> SHORT TASK 1
Reproduce, without changes, the stretch of the entries from their start through the line containing "291 445 L 266".

> DOCUMENT
# springcore villagers



## mykaaaaaaaaaaa (Jun 13, 2021)

ive got an empty plot and i just cant think of any springcore villagers! currently wanting bones.. but lmk of some springcore villlagers!


----------



## tiffanistarr (Jun 13, 2021)

Bones would be great! he's so versatile and goes with pretty much every theme.  Who else do you have? I feel like Lolly, Bunnie, Goldie, Fauna, Daisy, Merry, Cally, Willow, Stella, Maddie, or Skye

Those are just ones that I could think off the top of my head, but there are lots more that go with the springcore theme.


----------



## mykaaaaaaaaaaa (Jun 13, 2021)

tiffanistarr said:


> Bones would be great! he's so versatile and goes with pretty much every theme.  Who else do you have? I feel like Lolly, Bunnie, Goldie, Fauna, Daisy, Merry, Cally, Willow, Stella, Maddie, or Skye
> 
> Those are just ones that I could think off the top of my head, but there are lots more that go with the springcore theme.


i have.. Maddie, Tangy, Raymond, Julian (an autofill) , Goldie, Purrl, Lolly, Daisy and Kiki. any ideas for who else? bones is just hard to get lol.


----------



## tiffanistarr (Jun 13, 2021)

mykaaaaaaaaaaa said:


> i have.. Maddie, Tangy, Raymond, Julian (an autofill) , Goldie, Purrl, Lolly, Daisy and Kiki. any ideas for who else? bones is just hard to get lol.



Well, if you're going villager hunting you have the same odds of seeing Bones as any other villagers but some back ups instead of Bones could be Camo Frog, Ellie, Marty if you have the Sanrio cards, a perfect one could be Papi who is also lazy like bones, he's also very adorable. Rudy, Tad, Weber, and Zucker are also very good choices.


----------



## mykaaaaaaaaaaa (Jun 13, 2021)

tiffanistarr said:


> Well, if you're going villager hunting you have the same odds of seeing Bones as any other villagers but some back ups instead of Bones could be Camo Frog, Ellie, Marty if you have the Sanrio cards, a perfect one could be Papi who is also lazy like bones, he's also very adorable. Rudy, Tad, Weber, and Zucker are also very good choices.


thankyou!


----------



## Kattea (Jun 13, 2021)

For Springcore, I think natural villagers like Maple, Melba, Deirdre, Beau, Erik, Fauna, and Lily.


----------



## WaileaNoRei (Jun 13, 2021)

To me sylvana is probably the most springtimey villager I can think of off my he top of my head. (See her house)

Maggie would also be great, she is just the best and her light colors would look good in spring. 

for me a spring theme would need a softer color palette (warmer than winter imo, so more yellows than blues and whites?) to make it distinct from summer, fall, or cottagecore.

I admit that I don’t like YouTube and don’t use social media much, so my understanding of springcore could be flawed.

in terms of deer, fauna seems the most spring to me, since she has spots like a baby deer, if her color palette is not too dark for your theme.

i think pinky would look nice, her house would look gorgeous in spring.

Annalisa would look nice in spring too.

Joey maybe, because he is a baby duck?

and then, scrolling through the whole list I’d say off the top of my head: Alice, gala, Goldie, lily, merry, midge, Norma, Rosie, Tammy, tipper, all look like they would fit.


----------



## AccfSally (Jun 13, 2021)

Sylvana and Cally's houses are a spring-theme.

Sylvana's house is Cherry blossom theme. 



Spoiler: Sylvana's room










Cally's house looks like this (not my Cally's house): 



Spoiler: Pic








 and also the exterior of her house is a pretty spring-like green color.




Both their hobbies is Nature, which I think is perfect.


----------

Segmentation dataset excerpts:
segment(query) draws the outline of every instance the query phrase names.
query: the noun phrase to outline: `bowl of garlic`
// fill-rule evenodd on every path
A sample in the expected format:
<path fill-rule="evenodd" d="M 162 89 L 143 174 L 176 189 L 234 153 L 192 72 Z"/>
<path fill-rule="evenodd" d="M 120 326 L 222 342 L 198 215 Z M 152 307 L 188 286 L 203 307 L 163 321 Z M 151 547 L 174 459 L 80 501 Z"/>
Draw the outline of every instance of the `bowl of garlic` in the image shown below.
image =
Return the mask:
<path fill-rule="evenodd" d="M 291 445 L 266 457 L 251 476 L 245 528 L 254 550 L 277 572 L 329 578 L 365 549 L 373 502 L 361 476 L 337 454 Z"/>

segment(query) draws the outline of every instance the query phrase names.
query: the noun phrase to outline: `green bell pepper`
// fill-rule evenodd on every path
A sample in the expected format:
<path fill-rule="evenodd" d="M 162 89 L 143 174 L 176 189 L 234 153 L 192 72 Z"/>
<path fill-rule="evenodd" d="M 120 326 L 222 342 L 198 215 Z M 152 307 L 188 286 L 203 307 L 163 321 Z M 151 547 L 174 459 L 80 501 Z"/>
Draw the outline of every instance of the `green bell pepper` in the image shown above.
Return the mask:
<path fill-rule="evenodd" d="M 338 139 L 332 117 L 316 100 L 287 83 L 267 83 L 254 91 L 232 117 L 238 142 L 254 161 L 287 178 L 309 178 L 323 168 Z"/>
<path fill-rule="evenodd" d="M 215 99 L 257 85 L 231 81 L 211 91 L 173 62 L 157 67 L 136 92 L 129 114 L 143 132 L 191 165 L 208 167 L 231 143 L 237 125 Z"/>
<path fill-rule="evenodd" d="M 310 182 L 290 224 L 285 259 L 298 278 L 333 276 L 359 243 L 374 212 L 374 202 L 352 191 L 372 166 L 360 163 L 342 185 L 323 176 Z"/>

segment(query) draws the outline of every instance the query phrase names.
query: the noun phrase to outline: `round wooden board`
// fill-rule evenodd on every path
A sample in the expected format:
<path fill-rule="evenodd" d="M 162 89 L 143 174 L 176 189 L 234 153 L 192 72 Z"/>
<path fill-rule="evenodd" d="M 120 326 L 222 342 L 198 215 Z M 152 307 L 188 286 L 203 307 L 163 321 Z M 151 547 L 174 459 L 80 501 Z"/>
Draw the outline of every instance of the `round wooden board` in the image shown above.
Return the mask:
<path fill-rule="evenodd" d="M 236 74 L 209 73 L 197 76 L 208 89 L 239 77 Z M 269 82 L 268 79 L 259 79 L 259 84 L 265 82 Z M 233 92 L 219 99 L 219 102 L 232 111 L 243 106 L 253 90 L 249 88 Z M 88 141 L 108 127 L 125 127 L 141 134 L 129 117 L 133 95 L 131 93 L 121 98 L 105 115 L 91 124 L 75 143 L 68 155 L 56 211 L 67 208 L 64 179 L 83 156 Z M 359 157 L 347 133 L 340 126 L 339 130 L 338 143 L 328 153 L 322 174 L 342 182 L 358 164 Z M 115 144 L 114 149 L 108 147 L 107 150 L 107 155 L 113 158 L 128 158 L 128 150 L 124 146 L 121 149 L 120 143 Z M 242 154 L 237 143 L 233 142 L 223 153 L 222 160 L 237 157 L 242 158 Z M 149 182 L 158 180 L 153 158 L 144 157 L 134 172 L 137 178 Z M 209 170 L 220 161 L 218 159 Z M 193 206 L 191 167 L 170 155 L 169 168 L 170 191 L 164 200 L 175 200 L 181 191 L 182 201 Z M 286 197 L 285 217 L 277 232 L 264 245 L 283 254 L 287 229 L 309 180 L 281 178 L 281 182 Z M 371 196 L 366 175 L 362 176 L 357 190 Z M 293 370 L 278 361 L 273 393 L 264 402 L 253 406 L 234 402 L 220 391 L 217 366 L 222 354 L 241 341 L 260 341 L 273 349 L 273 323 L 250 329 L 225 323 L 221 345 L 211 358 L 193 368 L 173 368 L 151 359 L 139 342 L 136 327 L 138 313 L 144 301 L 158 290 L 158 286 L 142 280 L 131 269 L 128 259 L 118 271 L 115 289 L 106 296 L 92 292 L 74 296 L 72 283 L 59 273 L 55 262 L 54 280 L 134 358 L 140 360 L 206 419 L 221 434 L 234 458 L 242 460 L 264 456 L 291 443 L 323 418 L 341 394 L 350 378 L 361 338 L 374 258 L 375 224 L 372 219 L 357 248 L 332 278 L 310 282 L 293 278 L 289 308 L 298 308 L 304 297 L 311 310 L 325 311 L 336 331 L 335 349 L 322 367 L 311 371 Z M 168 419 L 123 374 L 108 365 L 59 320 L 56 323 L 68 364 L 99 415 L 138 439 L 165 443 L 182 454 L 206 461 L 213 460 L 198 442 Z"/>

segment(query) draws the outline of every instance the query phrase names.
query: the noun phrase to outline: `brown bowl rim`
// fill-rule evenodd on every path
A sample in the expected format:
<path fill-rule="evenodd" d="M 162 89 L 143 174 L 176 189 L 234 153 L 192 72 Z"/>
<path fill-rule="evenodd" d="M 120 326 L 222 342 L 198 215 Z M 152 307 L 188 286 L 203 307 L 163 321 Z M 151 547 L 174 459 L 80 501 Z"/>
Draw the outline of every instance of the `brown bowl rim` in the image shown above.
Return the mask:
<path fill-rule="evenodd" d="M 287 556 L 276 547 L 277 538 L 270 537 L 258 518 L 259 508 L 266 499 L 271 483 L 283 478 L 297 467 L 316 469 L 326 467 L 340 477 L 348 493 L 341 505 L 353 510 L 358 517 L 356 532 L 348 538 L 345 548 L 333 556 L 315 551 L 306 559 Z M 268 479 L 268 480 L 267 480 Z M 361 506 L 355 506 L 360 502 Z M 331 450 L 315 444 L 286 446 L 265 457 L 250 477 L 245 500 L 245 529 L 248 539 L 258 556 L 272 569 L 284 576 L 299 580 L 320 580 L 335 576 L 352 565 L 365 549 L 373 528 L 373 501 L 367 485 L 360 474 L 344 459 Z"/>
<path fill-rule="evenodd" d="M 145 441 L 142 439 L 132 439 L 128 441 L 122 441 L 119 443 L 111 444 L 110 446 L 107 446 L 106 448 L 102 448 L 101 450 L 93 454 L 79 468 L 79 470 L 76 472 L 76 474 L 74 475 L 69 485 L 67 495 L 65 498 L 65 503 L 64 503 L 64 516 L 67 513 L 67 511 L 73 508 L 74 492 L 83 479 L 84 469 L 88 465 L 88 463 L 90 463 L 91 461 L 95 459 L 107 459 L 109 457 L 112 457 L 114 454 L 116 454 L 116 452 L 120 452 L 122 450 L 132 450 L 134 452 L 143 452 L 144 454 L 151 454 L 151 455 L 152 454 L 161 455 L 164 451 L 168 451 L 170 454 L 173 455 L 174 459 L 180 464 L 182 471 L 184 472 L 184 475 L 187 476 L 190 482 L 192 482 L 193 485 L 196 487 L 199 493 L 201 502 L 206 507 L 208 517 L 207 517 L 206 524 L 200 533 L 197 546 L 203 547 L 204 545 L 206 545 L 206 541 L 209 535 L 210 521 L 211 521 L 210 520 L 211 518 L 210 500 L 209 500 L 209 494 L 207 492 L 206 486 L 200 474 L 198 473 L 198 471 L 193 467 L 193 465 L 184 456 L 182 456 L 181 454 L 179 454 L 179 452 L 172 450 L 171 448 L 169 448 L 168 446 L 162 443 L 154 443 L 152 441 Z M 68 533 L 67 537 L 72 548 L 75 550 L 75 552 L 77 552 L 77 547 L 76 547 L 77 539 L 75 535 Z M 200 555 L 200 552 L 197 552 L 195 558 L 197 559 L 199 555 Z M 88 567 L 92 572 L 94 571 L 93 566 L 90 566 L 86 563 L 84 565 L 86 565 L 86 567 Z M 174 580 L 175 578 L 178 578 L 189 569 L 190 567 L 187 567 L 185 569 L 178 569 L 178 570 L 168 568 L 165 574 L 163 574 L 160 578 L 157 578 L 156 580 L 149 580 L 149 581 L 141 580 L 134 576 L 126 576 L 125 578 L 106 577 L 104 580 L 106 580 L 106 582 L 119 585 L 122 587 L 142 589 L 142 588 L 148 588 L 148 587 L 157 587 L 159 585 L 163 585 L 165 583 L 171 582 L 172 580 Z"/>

> SHORT TASK 2
In the springcore villagers thread, which villager is suggested as a backup for Bones because he is also lazy?

> WRITTEN ANSWER 1
segment(query) draws the outline of every instance the query phrase names.
query: the noun phrase to outline: `bowl of garlic`
// fill-rule evenodd on every path
A sample in the expected format:
<path fill-rule="evenodd" d="M 162 89 L 143 174 L 176 189 L 234 153 L 192 72 Z"/>
<path fill-rule="evenodd" d="M 120 326 L 222 342 L 198 215 Z M 152 307 L 188 286 L 203 307 L 163 321 Z M 151 547 L 174 459 L 80 501 Z"/>
Draw the outline of every instance of the `bowl of garlic` in the image shown below.
image =
Return the mask:
<path fill-rule="evenodd" d="M 291 445 L 266 457 L 251 476 L 245 528 L 254 550 L 277 572 L 329 578 L 365 549 L 373 502 L 361 476 L 337 454 Z"/>

> WRITTEN ANSWER 2
Papi